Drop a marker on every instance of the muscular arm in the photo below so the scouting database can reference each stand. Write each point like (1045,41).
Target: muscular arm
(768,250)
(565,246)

==

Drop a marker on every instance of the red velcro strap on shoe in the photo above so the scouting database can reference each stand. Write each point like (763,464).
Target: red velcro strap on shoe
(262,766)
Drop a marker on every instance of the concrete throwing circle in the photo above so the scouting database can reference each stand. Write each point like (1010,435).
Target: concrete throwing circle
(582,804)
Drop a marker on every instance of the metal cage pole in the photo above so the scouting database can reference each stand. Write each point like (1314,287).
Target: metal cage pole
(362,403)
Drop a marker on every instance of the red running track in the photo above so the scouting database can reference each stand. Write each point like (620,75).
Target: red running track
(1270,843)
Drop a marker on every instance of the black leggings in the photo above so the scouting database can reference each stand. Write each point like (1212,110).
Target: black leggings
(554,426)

---

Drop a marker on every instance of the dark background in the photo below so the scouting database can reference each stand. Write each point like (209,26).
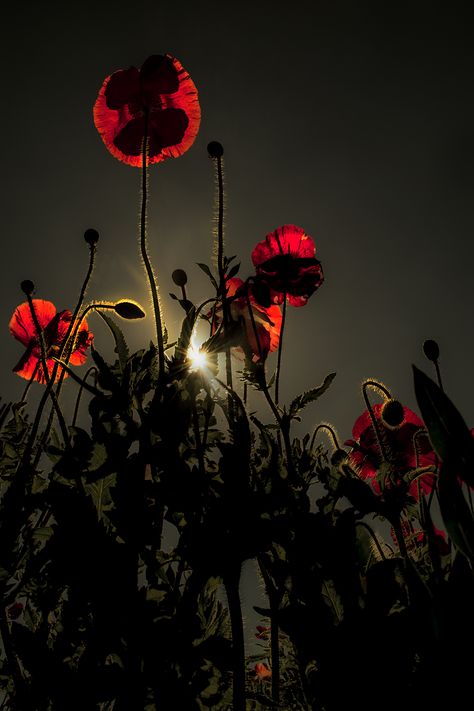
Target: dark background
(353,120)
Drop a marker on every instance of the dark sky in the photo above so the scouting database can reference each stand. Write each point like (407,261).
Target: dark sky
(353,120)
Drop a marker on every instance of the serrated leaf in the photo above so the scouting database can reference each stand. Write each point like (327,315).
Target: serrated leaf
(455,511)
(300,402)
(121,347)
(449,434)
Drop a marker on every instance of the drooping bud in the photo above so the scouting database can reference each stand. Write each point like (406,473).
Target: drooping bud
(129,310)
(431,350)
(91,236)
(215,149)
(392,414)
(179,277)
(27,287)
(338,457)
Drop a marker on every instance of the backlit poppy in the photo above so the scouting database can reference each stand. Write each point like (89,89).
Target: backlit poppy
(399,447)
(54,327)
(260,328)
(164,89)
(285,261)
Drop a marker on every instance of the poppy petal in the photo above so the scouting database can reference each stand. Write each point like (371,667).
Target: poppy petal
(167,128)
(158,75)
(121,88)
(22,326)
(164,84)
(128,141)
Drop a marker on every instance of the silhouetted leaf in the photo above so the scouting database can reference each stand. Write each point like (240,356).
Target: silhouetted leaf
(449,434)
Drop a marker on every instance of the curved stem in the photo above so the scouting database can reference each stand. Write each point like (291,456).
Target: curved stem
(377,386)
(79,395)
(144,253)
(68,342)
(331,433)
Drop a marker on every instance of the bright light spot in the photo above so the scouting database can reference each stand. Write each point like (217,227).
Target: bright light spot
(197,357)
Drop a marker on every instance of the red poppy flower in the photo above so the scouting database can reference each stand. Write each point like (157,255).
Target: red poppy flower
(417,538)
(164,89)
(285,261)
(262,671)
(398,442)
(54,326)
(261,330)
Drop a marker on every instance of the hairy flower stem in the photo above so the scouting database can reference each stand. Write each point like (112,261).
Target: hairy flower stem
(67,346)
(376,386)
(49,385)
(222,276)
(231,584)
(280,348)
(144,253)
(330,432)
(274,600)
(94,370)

Task: Which lines of the records contain the word "below"? Copy each of them.

Result of this task:
Drop a marker on every instance of the muscular arm in the photo below so the scouting database can reference each stand. Write each point like (1045,41).
Drop a marker on every instance of the dark background in the photo below so the scouting database can reference each stand. Write each point like (209,26).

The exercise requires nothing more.